** Start of Task input **

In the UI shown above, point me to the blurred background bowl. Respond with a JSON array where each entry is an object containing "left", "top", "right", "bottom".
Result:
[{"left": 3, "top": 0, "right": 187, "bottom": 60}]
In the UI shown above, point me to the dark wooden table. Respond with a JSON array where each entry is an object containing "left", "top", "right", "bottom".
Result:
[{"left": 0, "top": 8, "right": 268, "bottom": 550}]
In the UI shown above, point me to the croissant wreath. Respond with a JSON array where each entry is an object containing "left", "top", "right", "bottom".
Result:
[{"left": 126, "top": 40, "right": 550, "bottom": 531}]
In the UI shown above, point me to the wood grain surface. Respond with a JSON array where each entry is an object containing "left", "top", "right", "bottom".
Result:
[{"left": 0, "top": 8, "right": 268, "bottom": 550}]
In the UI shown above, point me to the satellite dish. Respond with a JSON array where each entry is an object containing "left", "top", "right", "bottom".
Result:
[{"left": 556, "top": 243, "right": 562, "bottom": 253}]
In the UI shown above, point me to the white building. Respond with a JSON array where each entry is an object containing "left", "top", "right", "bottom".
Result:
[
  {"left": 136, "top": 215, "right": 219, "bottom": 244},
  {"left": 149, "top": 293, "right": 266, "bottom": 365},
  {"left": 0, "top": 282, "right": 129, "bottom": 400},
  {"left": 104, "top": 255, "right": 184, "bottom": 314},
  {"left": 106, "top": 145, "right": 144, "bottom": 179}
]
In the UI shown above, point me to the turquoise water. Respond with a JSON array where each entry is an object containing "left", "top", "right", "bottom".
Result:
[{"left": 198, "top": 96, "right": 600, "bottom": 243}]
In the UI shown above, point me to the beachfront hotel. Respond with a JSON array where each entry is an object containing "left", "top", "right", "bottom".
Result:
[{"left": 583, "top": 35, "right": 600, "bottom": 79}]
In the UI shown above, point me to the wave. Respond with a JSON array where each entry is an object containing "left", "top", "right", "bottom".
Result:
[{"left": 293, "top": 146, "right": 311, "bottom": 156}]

** End of Task input **

What the task asks:
Write out the lines exactly as they appear, starting with the line that contains "In the UI shown above, point me to the turquoise" and going on through the end of the entries.

Exercise response:
In the UI shown above, point me to the turquoise water. Respond with a JSON array where each entry is an object containing "left", "top", "right", "bottom".
Result:
[{"left": 198, "top": 96, "right": 600, "bottom": 243}]
In the UI shown above, point me to the beachfront hotel. Respond with a JSON array where each entry is an object containing "left", "top", "right", "bottom".
Result:
[{"left": 583, "top": 35, "right": 600, "bottom": 79}]
In the UI shown above, point me to the wave. Respond with a JSON array where each entry is an object containing "left", "top", "right", "bottom".
Result:
[{"left": 293, "top": 146, "right": 311, "bottom": 156}]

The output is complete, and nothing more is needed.